# 文档

________

时间限制 1000 ms 内存限制 65536 KB 代码长度限制 100 KB 判断程序 Standard (来自小小)
题目描述
Given a list of N student records with name, ID and grade. You are supposed to sort the records with respect to the grade in non-increasing order, and output those student records of which the grades are in a given interval.

输入描述:
Each input file contains one test case. Each case is given in the following format:
N
name[1] ID[1] grade[1]
name[2] ID[2] grade[2]
… …
name[N] ID[N] grade[N]
grade1 grade2

where name[i] and ID[i] are strings of no more than 10 characters with no space, grade[i] is an integer in [0, 100], grade1 and grade2 are the boundaries of the grade’s interval. It is guaranteed that all the grades are distinct.

输出描述:
For each test case you should output the student records of which the grades are in the given interval [grade1, grade2] and are in non-increasing order. Each student record occupies a line with the student’s name and ID, separated by one space. If there is no student’s grade in that interval, output “NONE” instead.

输入例子:
4
Tom CS000001 59
Joe Math990112 89
Mike CS991301 100
Mary EE990830 95
60 100

输出例子:
Mike CS991301
Mary EE990830
Joe Math990112

题解：
建立结构体，然后选择结构体进行排序就ok了。下面是AC代码

#include <bits/stdc++.h>
#include <stdlib.h>
using namespace std;
#define vi vector<int>
#define pii pair<int,int>
#define x first
#define y second
#define all(x) x.begin(),x.end()
#define pb push_back
#define mp make_pair
#define SZ(x) x.size()

________

# 任务要求 1
请从下面的记录中提取所有含有字符串“forest”的行，并逐行列出。
# 任务要求 2
请接着上面这篇按成绩区间排序学生记录的题解往下写，从它的最后一行之后续写。

# 本题材料
________

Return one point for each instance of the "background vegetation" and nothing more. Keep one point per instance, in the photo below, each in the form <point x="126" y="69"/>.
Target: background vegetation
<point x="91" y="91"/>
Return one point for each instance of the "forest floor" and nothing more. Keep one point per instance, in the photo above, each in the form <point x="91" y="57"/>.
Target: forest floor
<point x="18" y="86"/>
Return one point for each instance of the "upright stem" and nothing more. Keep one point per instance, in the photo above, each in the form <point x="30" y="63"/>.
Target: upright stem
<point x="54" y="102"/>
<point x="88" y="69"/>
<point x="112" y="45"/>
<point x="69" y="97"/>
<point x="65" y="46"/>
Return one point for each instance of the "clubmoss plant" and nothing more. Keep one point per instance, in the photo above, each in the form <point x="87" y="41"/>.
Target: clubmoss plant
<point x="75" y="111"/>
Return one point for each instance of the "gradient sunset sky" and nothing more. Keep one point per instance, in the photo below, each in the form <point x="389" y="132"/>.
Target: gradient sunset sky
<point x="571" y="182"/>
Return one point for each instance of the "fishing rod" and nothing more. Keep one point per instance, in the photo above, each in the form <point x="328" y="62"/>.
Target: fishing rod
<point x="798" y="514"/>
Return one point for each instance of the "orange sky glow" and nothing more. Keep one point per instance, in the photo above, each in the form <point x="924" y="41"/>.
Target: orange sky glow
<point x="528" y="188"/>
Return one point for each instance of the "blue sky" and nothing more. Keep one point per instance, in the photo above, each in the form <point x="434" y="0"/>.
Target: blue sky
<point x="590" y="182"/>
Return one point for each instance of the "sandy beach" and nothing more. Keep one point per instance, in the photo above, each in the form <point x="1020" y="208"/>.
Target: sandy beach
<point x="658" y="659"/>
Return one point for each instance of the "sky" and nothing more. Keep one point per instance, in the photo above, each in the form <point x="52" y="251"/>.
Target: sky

________

# 任务输出 1
Return one point for each instance of the "forest floor" and nothing more. Keep one point per instance, in the photo above, each in the form <point x="91" y="57"/>.
Target: forest floor

# 任务输出 2
#define rep(i,a,b) for(int i=a;i<b;i++)
#define per(i,a,b) for(int i=b-1;i>=a;i--)
#define pi acos(-1)
#define mod 1000000007
#define inf 1000000007
#define ll long long
#define DBG(x) cerr<<(#x)<<"="<<x<<"\n";
#define N 200010
template <class U,class T> void Max(U &x, T y){if(x<y)x=y;}
template <class U,class T> void Min(U &x, T y){if(x>y)x=y;}
template <class T> void add(int &a,T b){a=(a+b)%mod;}
struct Stu{
    char name[10];
    char id[10];
    int grade;
}stu[N];
bool cmp(Stu a,Stu b)
{
    return a.grade>b.grade;
}
int main(){

   int n,g1,g2;
   bool f1=false;
   cin>>n;
   rep(i,0,n)
   {
      scanf("%s %s %d",stu[i].name,stu[i].id,&stu[i].grade);
   }
   scanf("%d%d",&g1,&g2);

   sort(stu,stu+n,cmp);

   rep(i,0,n)
   {
       if(stu[i].grade<=g2&&stu[i].grade>=g1)
       {
           f1=true;
           cout<<stu[i].name<<" "<<stu[i].id<<endl;
       }
   }
   if(f1==false)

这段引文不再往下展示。